*PROBLEM STATEMENT*: Please write the next part of the piece below on options for leaving an abusive relationship, starting right after its last sentence and leaving the data aside.

*DOCUMENT SECTION*:
- - - - - - -
What do you do when your partner tells you that your injuries and the marks on your body are due to “you name it” anything other than what it is? And the yelling and name-calling is deserved, along with the impact to your heart and soul. Sound familiar?
More often than not, women in abusive relationships walk into a brick wall when they plead for partner acknowledgment and accountability of the abuse perpetrated upon them. It can be so frustrating to live months… years… and be the only one in your home that gets it.
You start to wonder if your instincts are accurate. Your reality is confusing at best. And you bury yourself in the isolation of your predicament of being abused. Let’s face it, expecting others to respect what you know to be out of line is absurd.
What can you do when the brick wall is no longer your path? The prospect of change can be both exhilarating and scary. When it comes to domestic violence, one must be vigilant in their efforts to minimize the potential for danger. Here are some of your options…
1) You can leave quickly and quietly. Many people will tell you this is absolutely the safest way to exit. There is no discussion, no confrontation and no opportunity for a meltdown and blowout netting you what you are seeking to leave.
Now keep in mind that this exit must be orchestrated mindfully so that you don’t get caught in the act. Because if you are caught exiting, it won’t be quick and it won’t be quiet. It could be very dangerous!
2) You can have the discussion that has previously led you and your partner into the brick wall, but do it in such a way that you establish clear boundaries. Essentially, you declare that the abusive behavior (be specific and descriptive) is no longer status quo. It will no longer be tolerated; it is unacceptable.
- - - - - - -
*GIVEN INFORMATION*:

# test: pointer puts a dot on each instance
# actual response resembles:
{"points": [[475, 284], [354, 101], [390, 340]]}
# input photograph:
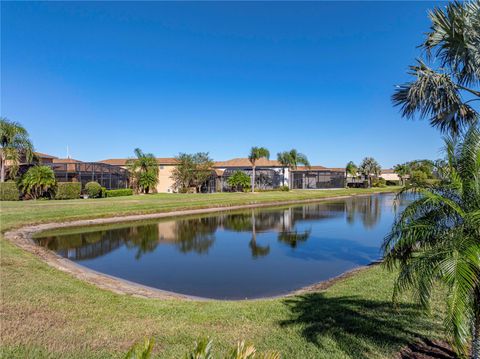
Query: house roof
{"points": [[123, 161], [65, 160], [245, 162], [44, 155]]}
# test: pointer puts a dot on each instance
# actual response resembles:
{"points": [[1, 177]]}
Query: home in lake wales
{"points": [[269, 174]]}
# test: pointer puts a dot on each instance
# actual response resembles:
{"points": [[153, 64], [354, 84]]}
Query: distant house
{"points": [[389, 175], [165, 168]]}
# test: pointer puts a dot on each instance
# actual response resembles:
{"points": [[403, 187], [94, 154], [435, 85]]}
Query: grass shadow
{"points": [[357, 327]]}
- - - - - - -
*OUTPUT*:
Before setting out to have this conversation, you must have solid safety plan in place, because you may need to exit quickly to keep yourself safe. Additionally, you will want to have a therapy option identified to equip you with a means for following up on the goals of your discussion.
3) You can bring in “influential” people in the moment of crises. While this certainly does make a statement in the moment, it may not be the “cure.”
If the influential people are law enforcement, this could open one door. If, on the other hand, the influential people are close family or friends, it could inspire another path.
The important thing to realize is that your breaking the silence opens the door for you to align yourself with support. Breaking the silence is the first step toward breaking the cycle.
No matter what you do to change the status quo, keep in mind that it will be best executed if it is planned out ahead of time. Have you created a safety plan for yourself? Do you know what you would take upon your exit and where you would go? Do you have a method to deal with an imminent danger to yourself and/or to your children?
These are some of the things you want in order as you begin to end domestic abuse in your relationship and in your life. Once you have this in place and embark on your chosen option, trust you are on your way to reclaiming and saving your life.